Stored data entries:

- Opening Delimiter -

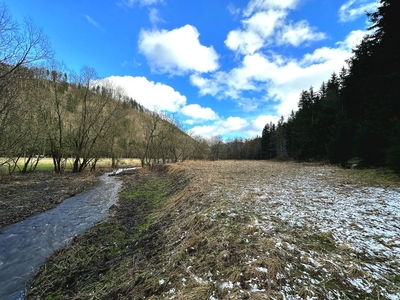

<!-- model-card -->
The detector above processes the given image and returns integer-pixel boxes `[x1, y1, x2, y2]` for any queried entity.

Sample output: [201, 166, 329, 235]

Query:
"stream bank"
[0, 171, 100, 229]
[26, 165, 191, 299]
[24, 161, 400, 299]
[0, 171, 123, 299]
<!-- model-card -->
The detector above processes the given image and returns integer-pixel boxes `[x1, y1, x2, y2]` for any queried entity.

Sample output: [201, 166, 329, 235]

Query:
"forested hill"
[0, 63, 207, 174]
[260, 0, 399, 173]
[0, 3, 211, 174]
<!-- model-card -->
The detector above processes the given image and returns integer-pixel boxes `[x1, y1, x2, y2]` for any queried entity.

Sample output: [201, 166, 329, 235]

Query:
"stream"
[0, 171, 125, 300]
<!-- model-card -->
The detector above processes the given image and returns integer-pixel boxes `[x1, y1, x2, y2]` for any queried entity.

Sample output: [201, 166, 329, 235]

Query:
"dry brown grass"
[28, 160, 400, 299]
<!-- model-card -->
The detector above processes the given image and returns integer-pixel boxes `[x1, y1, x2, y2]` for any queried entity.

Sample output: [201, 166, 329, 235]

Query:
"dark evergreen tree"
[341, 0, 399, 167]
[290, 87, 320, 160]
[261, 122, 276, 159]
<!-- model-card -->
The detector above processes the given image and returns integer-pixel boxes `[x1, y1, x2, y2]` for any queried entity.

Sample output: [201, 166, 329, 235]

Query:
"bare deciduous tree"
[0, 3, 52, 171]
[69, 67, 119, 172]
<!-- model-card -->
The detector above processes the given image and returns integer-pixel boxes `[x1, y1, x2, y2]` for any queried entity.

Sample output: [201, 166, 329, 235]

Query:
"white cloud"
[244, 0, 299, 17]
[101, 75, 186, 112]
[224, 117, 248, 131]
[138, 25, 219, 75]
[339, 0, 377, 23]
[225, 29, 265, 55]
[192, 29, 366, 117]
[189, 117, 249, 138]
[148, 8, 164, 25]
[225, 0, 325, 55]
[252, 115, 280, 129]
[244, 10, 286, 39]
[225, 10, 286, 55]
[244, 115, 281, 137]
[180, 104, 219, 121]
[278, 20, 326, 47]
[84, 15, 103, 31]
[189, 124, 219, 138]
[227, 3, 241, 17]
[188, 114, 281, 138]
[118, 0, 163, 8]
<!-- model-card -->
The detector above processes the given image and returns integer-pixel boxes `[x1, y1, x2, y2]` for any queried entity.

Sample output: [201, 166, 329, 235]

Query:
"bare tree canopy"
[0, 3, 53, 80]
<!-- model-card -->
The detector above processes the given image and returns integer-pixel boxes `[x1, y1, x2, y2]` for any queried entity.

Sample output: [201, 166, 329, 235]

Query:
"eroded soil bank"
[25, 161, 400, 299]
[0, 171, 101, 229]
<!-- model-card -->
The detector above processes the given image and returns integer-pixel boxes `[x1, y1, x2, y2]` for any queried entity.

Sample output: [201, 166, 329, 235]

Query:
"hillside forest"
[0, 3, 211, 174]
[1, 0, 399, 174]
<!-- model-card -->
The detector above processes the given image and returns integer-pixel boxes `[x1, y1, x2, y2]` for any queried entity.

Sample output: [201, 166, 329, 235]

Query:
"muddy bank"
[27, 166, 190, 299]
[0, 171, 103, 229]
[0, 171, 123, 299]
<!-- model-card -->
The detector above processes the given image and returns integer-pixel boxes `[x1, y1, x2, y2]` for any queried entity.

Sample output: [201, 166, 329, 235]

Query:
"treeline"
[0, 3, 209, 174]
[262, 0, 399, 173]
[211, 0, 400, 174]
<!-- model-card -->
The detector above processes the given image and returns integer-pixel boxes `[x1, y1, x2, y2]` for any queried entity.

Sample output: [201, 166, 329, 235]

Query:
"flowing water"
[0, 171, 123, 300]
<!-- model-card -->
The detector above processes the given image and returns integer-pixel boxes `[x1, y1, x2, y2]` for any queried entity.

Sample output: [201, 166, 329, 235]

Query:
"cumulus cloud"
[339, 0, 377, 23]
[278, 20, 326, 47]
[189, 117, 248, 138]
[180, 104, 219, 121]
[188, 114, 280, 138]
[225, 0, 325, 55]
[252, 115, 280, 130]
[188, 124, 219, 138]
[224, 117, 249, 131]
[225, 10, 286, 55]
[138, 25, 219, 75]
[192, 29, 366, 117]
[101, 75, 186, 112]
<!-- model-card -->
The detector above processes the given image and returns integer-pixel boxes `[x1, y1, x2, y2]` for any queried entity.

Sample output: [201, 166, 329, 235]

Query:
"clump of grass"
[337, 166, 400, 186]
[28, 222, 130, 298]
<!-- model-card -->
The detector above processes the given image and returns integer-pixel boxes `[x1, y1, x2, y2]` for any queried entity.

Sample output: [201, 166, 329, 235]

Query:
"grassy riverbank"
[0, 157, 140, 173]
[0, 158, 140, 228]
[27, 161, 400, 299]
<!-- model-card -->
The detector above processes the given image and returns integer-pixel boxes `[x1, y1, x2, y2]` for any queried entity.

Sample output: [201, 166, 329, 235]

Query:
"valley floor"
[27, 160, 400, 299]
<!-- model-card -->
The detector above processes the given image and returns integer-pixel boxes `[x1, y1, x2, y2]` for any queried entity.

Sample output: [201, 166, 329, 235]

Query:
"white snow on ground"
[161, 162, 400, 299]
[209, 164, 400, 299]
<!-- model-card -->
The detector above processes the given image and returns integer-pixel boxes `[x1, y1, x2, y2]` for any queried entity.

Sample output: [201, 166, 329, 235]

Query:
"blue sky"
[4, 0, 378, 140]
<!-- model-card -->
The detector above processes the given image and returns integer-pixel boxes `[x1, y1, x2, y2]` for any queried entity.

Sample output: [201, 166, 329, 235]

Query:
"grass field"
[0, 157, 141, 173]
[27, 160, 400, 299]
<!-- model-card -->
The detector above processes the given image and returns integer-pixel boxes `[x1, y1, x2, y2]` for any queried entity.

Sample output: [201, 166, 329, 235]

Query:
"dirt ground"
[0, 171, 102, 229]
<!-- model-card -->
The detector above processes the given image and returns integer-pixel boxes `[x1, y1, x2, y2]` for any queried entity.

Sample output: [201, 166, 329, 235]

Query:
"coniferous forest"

- Closing Delimiter -

[Exercise aim] Without the pictures, return the entries exactly as they appear.

[Solution]
<!-- model-card -->
The detector above processes the given image and returns integer-pixel boxes `[x1, y1, x2, y2]` for any queried entity.

Sample output: [201, 166, 329, 235]

Query:
"stream bank"
[0, 171, 100, 229]
[26, 165, 191, 299]
[24, 161, 400, 299]
[0, 171, 123, 299]
<!-- model-card -->
The detector above processes the given image and returns integer-pixel boxes `[x1, y1, x2, y2]` for any queried entity.

Sample output: [201, 166, 329, 235]

Query:
"forested hill"
[0, 63, 207, 174]
[260, 0, 399, 173]
[0, 3, 211, 174]
<!-- model-card -->
The detector above processes the given image and returns integer-pixel boxes `[x1, y1, x2, y2]` for any queried entity.

Sample output: [201, 166, 329, 235]

Query:
"stream"
[0, 171, 125, 300]
<!-- model-card -->
The detector above processes the given image and returns integer-pixel boxes `[x1, y1, x2, y2]` for any queried entity.

Sample output: [201, 166, 329, 235]

Query:
"dry brown grass"
[28, 160, 400, 299]
<!-- model-card -->
The detector above processes the given image and returns integer-pixel boxes `[x1, y1, x2, y2]` for any queried entity.

Sample output: [201, 166, 329, 235]

Query:
"dark evergreen tree"
[341, 0, 399, 167]
[290, 87, 320, 160]
[261, 122, 276, 159]
<!-- model-card -->
The detector above processes the given image and returns integer-pixel boxes `[x1, y1, x2, y2]` for any queried entity.

Sample output: [201, 166, 329, 235]

Query:
"bare deciduous tree"
[0, 3, 52, 171]
[69, 67, 119, 172]
<!-- model-card -->
The detector above processes the given image and returns integer-pixel boxes `[x1, y1, x2, y2]` for any queried entity.

Sample output: [201, 166, 329, 235]

Query:
"white cloud"
[244, 0, 299, 17]
[101, 75, 186, 112]
[224, 117, 248, 131]
[138, 25, 219, 75]
[339, 0, 377, 23]
[225, 29, 265, 55]
[192, 29, 366, 117]
[189, 117, 249, 138]
[148, 8, 164, 25]
[225, 0, 325, 55]
[252, 115, 280, 129]
[244, 10, 286, 39]
[225, 10, 286, 55]
[244, 115, 281, 137]
[180, 104, 219, 121]
[278, 20, 326, 47]
[84, 15, 103, 31]
[189, 124, 219, 138]
[227, 3, 241, 17]
[188, 114, 281, 138]
[118, 0, 163, 8]
<!-- model-card -->
The detector above processes the given image and returns integer-pixel boxes `[x1, y1, x2, y2]` for any queried entity.

Sample output: [201, 166, 329, 235]

Query:
"bare tree canopy"
[0, 3, 53, 80]
<!-- model-card -->
The detector above processes the given image and returns integer-pixel boxes `[x1, y1, x2, y2]` for any queried entity.

Sample output: [201, 166, 329, 235]

Query:
"eroded soil bank"
[25, 161, 400, 299]
[0, 171, 101, 229]
<!-- model-card -->
The detector above processes the given image and returns integer-pixel boxes `[x1, y1, x2, y2]` for any queried entity.

Sample output: [201, 166, 329, 235]

Query:
"hillside forest"
[0, 3, 211, 174]
[1, 0, 399, 174]
<!-- model-card -->
The detector above processes the given image and returns integer-pixel boxes `[x1, y1, x2, y2]` for any queried entity.

Sample output: [201, 166, 329, 235]

Query:
"muddy bank"
[27, 166, 190, 299]
[0, 171, 103, 229]
[0, 171, 123, 299]
<!-- model-card -->
The detector above processes the given image and returns integer-pixel boxes `[x1, y1, x2, y2]` for any queried entity.

Sample output: [201, 166, 329, 235]

Query:
"treeline"
[0, 3, 209, 174]
[262, 0, 399, 173]
[211, 0, 400, 174]
<!-- model-card -->
The detector above processes the given image and returns integer-pixel boxes `[x1, y1, x2, y2]` for any queried entity.

Sample output: [201, 166, 329, 235]

Query:
"flowing water"
[0, 171, 123, 300]
<!-- model-card -->
The detector above processes the given image and returns integer-pixel boxes `[x1, y1, x2, y2]` for any queried entity.

Sample output: [201, 166, 329, 235]

Query:
"cumulus cloud"
[339, 0, 377, 23]
[278, 20, 326, 47]
[189, 117, 248, 138]
[180, 104, 219, 121]
[188, 114, 280, 138]
[225, 0, 325, 55]
[252, 115, 280, 130]
[188, 124, 219, 138]
[224, 117, 249, 131]
[225, 10, 286, 55]
[138, 25, 219, 75]
[192, 29, 366, 117]
[101, 75, 186, 112]
<!-- model-card -->
The detector above processes the given image and returns integer-pixel boxes `[x1, y1, x2, y2]` for any queried entity.

Sample output: [201, 166, 329, 235]

Query:
"clump of grass"
[337, 166, 400, 186]
[28, 222, 130, 298]
<!-- model-card -->
The detector above processes the given image and returns integer-pixel boxes `[x1, y1, x2, y2]` for any queried entity.

Sample output: [201, 166, 329, 235]

Query:
"grassy riverbank"
[0, 157, 140, 173]
[0, 158, 140, 228]
[27, 161, 400, 299]
<!-- model-card -->
The detector above processes the given image and returns integer-pixel boxes `[x1, y1, x2, y2]` for any queried entity.

Sample output: [201, 166, 329, 235]

Query:
"valley floor"
[27, 160, 400, 299]
<!-- model-card -->
The detector above processes the given image and returns integer-pixel boxes `[x1, y1, x2, y2]` for any queried entity.

Sample output: [201, 166, 329, 235]

Query:
"white snow on ground"
[161, 162, 400, 299]
[209, 164, 400, 299]
<!-- model-card -->
The detector above processes the given image and returns integer-pixel boxes `[x1, y1, x2, y2]` for any queried entity.

Sample output: [201, 166, 329, 235]

Query:
"blue sky"
[4, 0, 378, 140]
<!-- model-card -->
The detector above processes the given image and returns integer-pixel boxes `[x1, y1, x2, y2]` for any queried entity.

Sample output: [201, 166, 329, 235]

Query:
"grass field"
[0, 157, 141, 173]
[27, 160, 400, 299]
<!-- model-card -->
The detector above processes the given image and returns integer-pixel boxes `[x1, y1, x2, y2]` for any queried entity.

Sample output: [201, 166, 329, 235]

Query:
"dirt ground"
[0, 171, 102, 229]
<!-- model-card -->
The detector above processes the given image and returns integer-pixel boxes `[x1, y1, x2, y2]` for any queried entity.

Sample output: [201, 166, 329, 235]

Query:
"coniferous forest"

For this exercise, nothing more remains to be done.